**JOB**: Copy the data from its start through the line that contains "235], [544, 200]]", swapping "stone" for "pebble" and changing nothing else. Leave out the pictures.

**SUPPLIED INFORMATION**:
——————

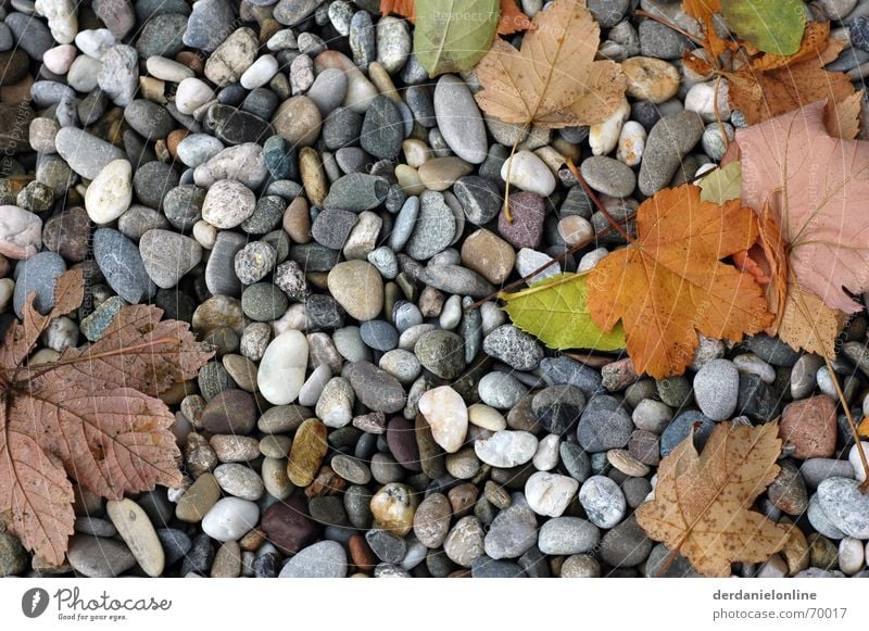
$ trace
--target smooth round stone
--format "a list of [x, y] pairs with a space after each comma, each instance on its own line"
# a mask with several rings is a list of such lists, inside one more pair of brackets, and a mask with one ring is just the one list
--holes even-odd
[[482, 164], [489, 149], [486, 125], [467, 84], [444, 75], [438, 79], [433, 100], [438, 129], [450, 149], [465, 162]]
[[148, 230], [139, 240], [142, 264], [151, 280], [171, 289], [202, 260], [202, 248], [193, 239], [171, 230]]
[[528, 505], [538, 515], [559, 517], [567, 505], [576, 497], [579, 482], [574, 478], [537, 471], [525, 483], [525, 497]]
[[449, 386], [441, 386], [425, 392], [418, 407], [434, 442], [448, 453], [457, 452], [468, 431], [468, 411], [462, 395]]
[[533, 192], [513, 192], [509, 195], [513, 222], [504, 213], [498, 217], [498, 231], [514, 248], [537, 248], [543, 235], [544, 200]]
[[679, 71], [664, 60], [633, 56], [621, 62], [621, 71], [628, 77], [628, 96], [640, 101], [664, 103], [679, 89]]
[[347, 261], [332, 267], [328, 287], [335, 300], [360, 321], [377, 317], [383, 304], [383, 281], [366, 261]]
[[486, 533], [483, 547], [490, 558], [517, 558], [537, 543], [537, 516], [520, 493], [499, 513]]
[[585, 404], [577, 426], [577, 439], [588, 452], [605, 452], [626, 446], [633, 429], [630, 416], [618, 400], [596, 395]]
[[255, 502], [263, 495], [263, 480], [245, 465], [229, 463], [214, 469], [214, 478], [224, 492], [234, 497]]
[[495, 409], [509, 409], [527, 393], [521, 382], [506, 373], [489, 373], [477, 387], [480, 401]]
[[482, 349], [516, 370], [533, 370], [543, 358], [543, 349], [537, 340], [513, 325], [501, 326], [486, 336]]
[[501, 167], [501, 179], [524, 191], [549, 197], [555, 191], [555, 176], [537, 154], [522, 150], [504, 161]]
[[305, 381], [307, 354], [307, 340], [299, 331], [285, 331], [272, 340], [256, 373], [256, 384], [266, 401], [287, 405], [295, 400]]
[[117, 230], [100, 228], [93, 234], [93, 257], [109, 286], [128, 303], [154, 294], [138, 247]]
[[694, 377], [694, 397], [701, 412], [713, 420], [726, 420], [736, 409], [739, 370], [728, 359], [713, 359]]
[[508, 469], [531, 460], [537, 453], [538, 440], [527, 431], [496, 431], [491, 438], [477, 439], [474, 452], [487, 465]]
[[579, 503], [589, 520], [600, 528], [614, 528], [625, 518], [627, 503], [618, 484], [605, 476], [592, 476], [579, 490]]
[[86, 534], [70, 539], [66, 558], [77, 573], [88, 578], [118, 577], [136, 565], [136, 557], [119, 541]]
[[270, 54], [264, 54], [244, 71], [239, 83], [245, 90], [253, 90], [266, 85], [277, 72], [278, 60]]
[[414, 354], [424, 368], [442, 379], [455, 379], [465, 369], [464, 340], [451, 331], [423, 333], [414, 345]]
[[580, 171], [591, 188], [613, 198], [627, 198], [637, 187], [637, 176], [631, 168], [605, 155], [584, 160]]
[[342, 579], [348, 560], [343, 546], [337, 541], [320, 541], [299, 551], [280, 570], [281, 579]]
[[332, 377], [323, 388], [317, 401], [317, 417], [326, 427], [344, 427], [353, 418], [355, 392], [343, 377]]
[[338, 68], [325, 68], [317, 74], [306, 97], [314, 101], [320, 114], [326, 117], [344, 101], [347, 87], [348, 78], [344, 73]]
[[29, 258], [42, 245], [42, 219], [12, 205], [0, 206], [0, 254], [9, 258]]
[[583, 554], [601, 541], [597, 527], [579, 517], [556, 517], [540, 528], [538, 547], [543, 554]]
[[260, 508], [239, 497], [219, 500], [202, 518], [202, 531], [217, 541], [237, 541], [260, 520]]
[[272, 118], [275, 131], [293, 147], [310, 147], [319, 137], [323, 116], [307, 97], [292, 97], [278, 108]]
[[106, 502], [105, 512], [144, 573], [149, 577], [162, 575], [166, 558], [144, 510], [133, 500], [124, 499]]
[[818, 485], [818, 502], [830, 522], [856, 539], [869, 539], [869, 499], [857, 480], [829, 478]]
[[223, 40], [205, 62], [205, 76], [224, 88], [238, 83], [256, 59], [259, 42], [251, 28], [239, 28]]
[[250, 433], [256, 424], [253, 397], [236, 388], [224, 390], [205, 405], [200, 422], [211, 433]]
[[360, 326], [362, 341], [375, 351], [391, 351], [399, 345], [399, 332], [385, 320], [368, 320]]
[[253, 215], [256, 197], [240, 181], [222, 179], [214, 182], [202, 204], [202, 218], [215, 228], [235, 228]]
[[443, 194], [425, 191], [419, 197], [416, 226], [404, 251], [417, 261], [426, 261], [450, 247], [455, 234], [455, 216]]
[[110, 162], [126, 160], [126, 154], [119, 147], [75, 127], [62, 127], [54, 138], [54, 146], [70, 168], [91, 180]]
[[389, 98], [376, 97], [365, 112], [360, 136], [362, 148], [375, 157], [390, 159], [401, 151], [402, 140], [401, 112]]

——————

**RESPONSE TO THIS EXERCISE**:
$ trace
--target smooth round pebble
--format "a list of [x, y] pairs with a space after each comma, each instance on its own line"
# a mask with several rings is a list of such lists, inside one more pair of brackets, and a mask with one ring is just the one list
--holes even-odd
[[482, 164], [489, 149], [486, 125], [467, 84], [444, 75], [438, 79], [433, 100], [438, 129], [450, 149], [465, 162]]
[[148, 230], [139, 240], [142, 264], [151, 280], [171, 289], [202, 260], [202, 248], [193, 239], [171, 230]]
[[528, 505], [538, 515], [559, 517], [567, 505], [576, 497], [579, 482], [574, 478], [537, 471], [525, 483], [525, 497]]
[[449, 386], [441, 386], [425, 392], [418, 407], [434, 442], [448, 453], [457, 452], [468, 431], [468, 411], [462, 395]]
[[533, 192], [513, 192], [509, 195], [513, 222], [504, 213], [498, 217], [498, 231], [514, 248], [537, 248], [543, 235], [544, 200]]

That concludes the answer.